What you have to do – Can you reproduce every one of the lines below word for word, leaving nothing out and changing nothing?

[Items taken from a dataset]
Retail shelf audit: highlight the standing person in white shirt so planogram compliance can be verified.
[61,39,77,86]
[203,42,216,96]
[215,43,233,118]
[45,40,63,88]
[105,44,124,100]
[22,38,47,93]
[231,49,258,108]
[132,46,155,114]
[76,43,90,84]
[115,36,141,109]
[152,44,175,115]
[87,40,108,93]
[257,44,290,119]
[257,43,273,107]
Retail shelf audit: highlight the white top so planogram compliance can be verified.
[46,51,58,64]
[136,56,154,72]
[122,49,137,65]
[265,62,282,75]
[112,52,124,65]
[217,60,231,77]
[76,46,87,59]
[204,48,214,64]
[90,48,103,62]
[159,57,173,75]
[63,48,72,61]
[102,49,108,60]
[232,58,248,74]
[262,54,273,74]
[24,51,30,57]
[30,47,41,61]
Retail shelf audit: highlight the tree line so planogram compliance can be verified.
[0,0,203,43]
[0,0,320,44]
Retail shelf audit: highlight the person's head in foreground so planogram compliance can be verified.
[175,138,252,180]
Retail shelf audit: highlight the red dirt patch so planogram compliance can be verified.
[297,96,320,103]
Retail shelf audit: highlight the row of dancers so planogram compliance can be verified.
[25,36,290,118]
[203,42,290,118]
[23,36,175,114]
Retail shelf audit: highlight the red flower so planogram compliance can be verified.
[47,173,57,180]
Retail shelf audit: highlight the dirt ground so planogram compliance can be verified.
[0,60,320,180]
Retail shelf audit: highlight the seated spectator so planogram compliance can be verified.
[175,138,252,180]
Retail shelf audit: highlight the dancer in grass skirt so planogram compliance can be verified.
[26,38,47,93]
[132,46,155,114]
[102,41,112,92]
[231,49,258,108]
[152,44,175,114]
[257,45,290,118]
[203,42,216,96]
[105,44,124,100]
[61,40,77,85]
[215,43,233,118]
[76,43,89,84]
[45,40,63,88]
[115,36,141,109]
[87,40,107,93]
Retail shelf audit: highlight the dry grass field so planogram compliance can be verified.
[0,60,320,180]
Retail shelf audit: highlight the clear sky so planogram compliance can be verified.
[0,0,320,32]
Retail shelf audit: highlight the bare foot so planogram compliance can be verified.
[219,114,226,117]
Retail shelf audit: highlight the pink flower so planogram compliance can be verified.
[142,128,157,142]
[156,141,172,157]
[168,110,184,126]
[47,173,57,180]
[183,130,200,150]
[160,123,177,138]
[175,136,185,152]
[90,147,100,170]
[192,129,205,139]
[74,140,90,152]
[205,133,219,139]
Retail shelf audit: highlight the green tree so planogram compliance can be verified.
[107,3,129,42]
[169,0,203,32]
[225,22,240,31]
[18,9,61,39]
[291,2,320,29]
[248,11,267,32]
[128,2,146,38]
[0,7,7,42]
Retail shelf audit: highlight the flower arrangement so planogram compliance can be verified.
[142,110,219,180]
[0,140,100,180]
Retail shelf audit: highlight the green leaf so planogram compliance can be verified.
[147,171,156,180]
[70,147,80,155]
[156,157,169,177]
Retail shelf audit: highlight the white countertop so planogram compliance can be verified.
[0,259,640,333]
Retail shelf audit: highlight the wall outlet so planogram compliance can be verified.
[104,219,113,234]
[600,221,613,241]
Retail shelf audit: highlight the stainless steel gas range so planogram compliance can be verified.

Output of the task –
Retail shelf audit: highlight the standing person in white shirt so planogram compliance can be verified.
[61,39,77,86]
[203,42,216,96]
[215,43,233,118]
[45,40,63,88]
[105,44,124,100]
[22,38,47,93]
[231,49,258,108]
[132,46,155,114]
[76,43,90,84]
[115,36,141,109]
[152,44,175,115]
[87,40,108,93]
[257,44,290,119]
[257,43,273,107]
Retail shelf audit: highlight the white top so planogram compliance can be verified.
[46,51,58,64]
[136,56,154,72]
[122,49,137,65]
[265,62,282,75]
[112,52,124,65]
[217,60,231,77]
[76,46,87,59]
[204,48,214,64]
[90,48,103,62]
[159,57,173,75]
[63,48,72,61]
[102,49,108,60]
[232,58,248,74]
[262,54,273,74]
[24,51,30,57]
[30,47,41,61]
Retail shelf audit: highlight the tree line so planogram compliance can be verified.
[0,0,203,43]
[0,0,320,44]
Retail shelf audit: highlight the person's head in foreground so planogram compliance can be verified.
[175,138,252,180]
Retail shelf audit: highlight the red dirt patch so planogram compliance can be verified.
[297,96,320,103]
Retail shelf audit: highlight the row of dancers so planogram compliance can be verified.
[25,36,290,118]
[203,42,290,118]
[23,36,175,114]
Retail shelf audit: highlight the red flower so planogram compliance can be verified.
[47,173,57,180]
Retail shelf audit: highlight the dirt ground so planogram compliance can be verified.
[0,60,320,180]
Retail shelf audit: highlight the seated spectator so planogram compliance can be verified.
[175,138,252,180]
Retail shelf audit: highlight the dancer in grass skirt so planogram compliance can be verified.
[26,38,47,93]
[132,46,155,114]
[102,41,112,92]
[231,49,258,108]
[152,44,175,114]
[257,45,290,118]
[203,42,216,96]
[105,44,124,100]
[61,40,77,85]
[215,43,233,118]
[76,43,89,84]
[45,40,63,88]
[115,36,141,109]
[87,40,107,93]
Retail shelf audit: highlight the dry grass field so planogram compliance can be verified.
[0,60,320,180]
Retail shelf audit: highlight the clear sky so planogram compliance can be verified.
[0,0,320,32]
Retail shelf audit: highlight the bare foot so planogram compliance can be verified.
[219,114,226,117]
Retail shelf audit: highlight the pink flower so planogram compliance can be verified.
[142,128,157,142]
[156,141,172,157]
[168,110,184,126]
[47,173,57,180]
[183,130,200,150]
[160,123,177,138]
[175,136,185,152]
[90,147,100,170]
[192,129,205,139]
[74,140,90,152]
[205,133,219,139]
Retail shelf audit: highlight the green tree so planogram compliance can be verified.
[107,3,129,42]
[169,0,203,32]
[225,22,240,31]
[18,9,61,39]
[291,2,320,29]
[248,11,267,32]
[128,2,146,38]
[0,7,7,42]
Retail shelf audit: highlight the flower arrangement so planogram compliance can be verified.
[142,110,219,180]
[0,140,100,180]
Retail shelf audit: highlight the green leaf so planogram compliance can be verified.
[147,171,156,180]
[70,147,80,155]
[156,157,169,177]
Retail shelf audit: highlight the white countertop so planogram compliance can be verified.
[0,259,640,333]
Retail shelf audit: highlight the wall outlet so planogram compliance can be verified.
[104,219,113,234]
[600,221,613,241]
Retail shelf audit: highlight the stainless steel gas range so planogram compliance can be verified.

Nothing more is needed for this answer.